─── READING PASSAGE
Archive for the 'Online Strategy' Category

Jul 29 2011

First Rate Wins IAB Award for Organic Search (SEO)

First Rate has taken the top prize for the IAB Australia Awards 2011, in the Organic Search (SEO) category for our client Focus Property.

The awards were held last night in Sydney and we’re all stoked to have claimed the top prize amongst a high calibre of entrants. Judges commented that our entry was

“a very well laid out entry with a nice focus on the right aspects of SEO. The point of differentiation is that they ticked criteria for SEO but went above and beyond focusing on Longtail strategy.”

Award Winning Case Study: The Power of Longtail, Focus Property

The state of play

Focus Property is Sydney’s leading property management firm. Currently managing over a 1/4 billion dollars worth of residential real estate with in Sydney’s CBD. Focus Property enlists services such as sales, letting and property management.
──────
─── STORED RECORDS
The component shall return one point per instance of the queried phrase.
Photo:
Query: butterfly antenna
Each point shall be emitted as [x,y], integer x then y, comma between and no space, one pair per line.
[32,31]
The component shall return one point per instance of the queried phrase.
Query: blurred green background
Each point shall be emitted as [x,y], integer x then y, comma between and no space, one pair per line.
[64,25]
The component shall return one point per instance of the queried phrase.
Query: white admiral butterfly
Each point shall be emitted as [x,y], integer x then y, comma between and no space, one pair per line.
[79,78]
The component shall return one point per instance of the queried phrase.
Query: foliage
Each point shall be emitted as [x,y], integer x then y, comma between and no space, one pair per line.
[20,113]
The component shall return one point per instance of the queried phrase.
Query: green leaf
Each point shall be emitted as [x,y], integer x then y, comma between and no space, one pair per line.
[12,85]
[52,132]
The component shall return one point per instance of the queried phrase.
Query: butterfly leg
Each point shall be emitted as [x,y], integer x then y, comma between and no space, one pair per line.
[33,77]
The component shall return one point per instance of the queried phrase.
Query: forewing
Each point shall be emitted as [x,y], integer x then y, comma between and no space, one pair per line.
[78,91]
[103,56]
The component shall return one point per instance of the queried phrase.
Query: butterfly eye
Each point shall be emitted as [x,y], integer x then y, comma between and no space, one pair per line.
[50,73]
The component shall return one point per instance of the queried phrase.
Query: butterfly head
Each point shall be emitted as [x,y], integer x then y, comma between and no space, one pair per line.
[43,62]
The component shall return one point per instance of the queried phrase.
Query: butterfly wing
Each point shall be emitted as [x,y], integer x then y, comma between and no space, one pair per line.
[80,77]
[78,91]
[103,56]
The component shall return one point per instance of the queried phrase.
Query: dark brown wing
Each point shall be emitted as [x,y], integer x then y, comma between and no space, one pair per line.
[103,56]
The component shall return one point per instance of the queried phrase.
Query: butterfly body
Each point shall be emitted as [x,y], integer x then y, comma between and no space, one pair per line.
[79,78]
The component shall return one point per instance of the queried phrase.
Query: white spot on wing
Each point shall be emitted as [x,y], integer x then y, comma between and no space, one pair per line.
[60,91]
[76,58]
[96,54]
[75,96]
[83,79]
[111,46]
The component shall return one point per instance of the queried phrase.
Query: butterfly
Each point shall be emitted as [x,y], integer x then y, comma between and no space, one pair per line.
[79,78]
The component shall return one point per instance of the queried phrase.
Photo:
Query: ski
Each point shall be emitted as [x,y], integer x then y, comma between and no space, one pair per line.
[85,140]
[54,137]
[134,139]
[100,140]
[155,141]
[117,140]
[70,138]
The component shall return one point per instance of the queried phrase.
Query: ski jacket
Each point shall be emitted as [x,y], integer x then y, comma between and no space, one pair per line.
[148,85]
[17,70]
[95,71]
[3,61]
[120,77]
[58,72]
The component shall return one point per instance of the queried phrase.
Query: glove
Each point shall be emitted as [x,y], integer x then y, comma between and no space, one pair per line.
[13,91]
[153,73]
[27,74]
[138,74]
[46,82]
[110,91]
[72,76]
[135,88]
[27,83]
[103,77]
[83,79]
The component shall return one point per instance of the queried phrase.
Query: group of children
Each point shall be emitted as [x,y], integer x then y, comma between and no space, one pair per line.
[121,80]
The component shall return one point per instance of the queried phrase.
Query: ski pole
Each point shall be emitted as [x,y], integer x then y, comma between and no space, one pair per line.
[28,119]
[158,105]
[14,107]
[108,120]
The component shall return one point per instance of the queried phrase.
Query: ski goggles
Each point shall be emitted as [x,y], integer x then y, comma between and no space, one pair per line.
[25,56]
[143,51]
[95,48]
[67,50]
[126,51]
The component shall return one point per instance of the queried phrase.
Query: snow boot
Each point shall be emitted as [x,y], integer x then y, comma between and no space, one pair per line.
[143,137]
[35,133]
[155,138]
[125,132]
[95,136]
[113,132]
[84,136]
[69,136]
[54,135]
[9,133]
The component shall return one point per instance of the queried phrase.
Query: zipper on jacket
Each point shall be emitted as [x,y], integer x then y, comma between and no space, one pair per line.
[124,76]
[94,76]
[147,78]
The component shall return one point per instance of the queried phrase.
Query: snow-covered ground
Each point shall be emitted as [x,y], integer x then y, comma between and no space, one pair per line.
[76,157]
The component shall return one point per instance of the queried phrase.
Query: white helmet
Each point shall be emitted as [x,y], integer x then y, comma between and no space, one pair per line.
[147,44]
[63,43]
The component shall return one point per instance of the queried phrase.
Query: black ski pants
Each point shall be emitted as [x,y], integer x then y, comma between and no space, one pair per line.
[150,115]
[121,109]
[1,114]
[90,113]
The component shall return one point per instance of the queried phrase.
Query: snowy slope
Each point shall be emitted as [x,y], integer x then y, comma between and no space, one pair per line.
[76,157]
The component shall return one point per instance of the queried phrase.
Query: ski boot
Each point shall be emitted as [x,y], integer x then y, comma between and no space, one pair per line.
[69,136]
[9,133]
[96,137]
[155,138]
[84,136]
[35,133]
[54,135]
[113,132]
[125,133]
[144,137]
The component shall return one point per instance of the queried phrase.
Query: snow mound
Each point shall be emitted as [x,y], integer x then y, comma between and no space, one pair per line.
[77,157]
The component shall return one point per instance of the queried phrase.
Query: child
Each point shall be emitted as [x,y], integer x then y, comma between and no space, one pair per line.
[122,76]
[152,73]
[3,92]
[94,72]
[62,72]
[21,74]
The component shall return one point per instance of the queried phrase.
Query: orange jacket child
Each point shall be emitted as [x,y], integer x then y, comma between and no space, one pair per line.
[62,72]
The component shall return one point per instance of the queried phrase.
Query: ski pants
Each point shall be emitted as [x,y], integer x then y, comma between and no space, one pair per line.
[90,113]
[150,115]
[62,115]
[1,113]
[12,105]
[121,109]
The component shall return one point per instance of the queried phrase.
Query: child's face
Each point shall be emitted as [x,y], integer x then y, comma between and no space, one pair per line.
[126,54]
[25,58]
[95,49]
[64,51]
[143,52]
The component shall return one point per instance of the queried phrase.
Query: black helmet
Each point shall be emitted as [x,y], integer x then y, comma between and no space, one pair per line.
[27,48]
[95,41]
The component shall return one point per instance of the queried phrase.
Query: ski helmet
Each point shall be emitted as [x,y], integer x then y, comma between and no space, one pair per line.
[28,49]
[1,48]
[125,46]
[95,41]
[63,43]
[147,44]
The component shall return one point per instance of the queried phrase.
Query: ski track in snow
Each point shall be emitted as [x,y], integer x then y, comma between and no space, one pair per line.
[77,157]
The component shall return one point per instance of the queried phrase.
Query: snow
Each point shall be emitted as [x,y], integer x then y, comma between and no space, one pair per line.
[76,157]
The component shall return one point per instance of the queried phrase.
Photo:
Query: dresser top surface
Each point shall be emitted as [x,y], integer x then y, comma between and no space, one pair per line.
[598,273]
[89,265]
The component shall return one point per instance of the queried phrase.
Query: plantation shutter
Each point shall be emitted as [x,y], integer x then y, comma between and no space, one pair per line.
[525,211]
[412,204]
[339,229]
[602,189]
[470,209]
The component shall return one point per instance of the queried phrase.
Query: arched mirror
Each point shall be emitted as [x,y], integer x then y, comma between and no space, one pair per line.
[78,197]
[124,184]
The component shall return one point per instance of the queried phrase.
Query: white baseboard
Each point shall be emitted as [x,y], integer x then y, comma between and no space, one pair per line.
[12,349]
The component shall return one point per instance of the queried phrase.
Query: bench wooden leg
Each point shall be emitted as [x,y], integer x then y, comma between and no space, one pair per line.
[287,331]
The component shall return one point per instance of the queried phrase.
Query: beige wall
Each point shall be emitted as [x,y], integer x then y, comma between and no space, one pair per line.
──────
Duplicate the entire text about the First Rate SEO award word for word. Work only from the text about the First Rate SEO award.

ANSWER IN FULL:
Archive for the 'Online Strategy' Category

Jul 29 2011

First Rate Wins IAB Award for Organic Search (SEO)

First Rate has taken the top prize for the IAB Australia Awards 2011, in the Organic Search (SEO) category for our client Focus Property.

The awards were held last night in Sydney and we’re all stoked to have claimed the top prize amongst a high calibre of entrants. Judges commented that our entry was

“a very well laid out entry with a nice focus on the right aspects of SEO. The point of differentiation is that they ticked criteria for SEO but went above and beyond focusing on Longtail strategy.”

Award Winning Case Study: The Power of Longtail, Focus Property

The state of play

Focus Property is Sydney’s leading property management firm. Currently managing over a 1/4 billion dollars worth of residential real estate with in Sydney’s CBD. Focus Property enlists services such as sales, letting and property management.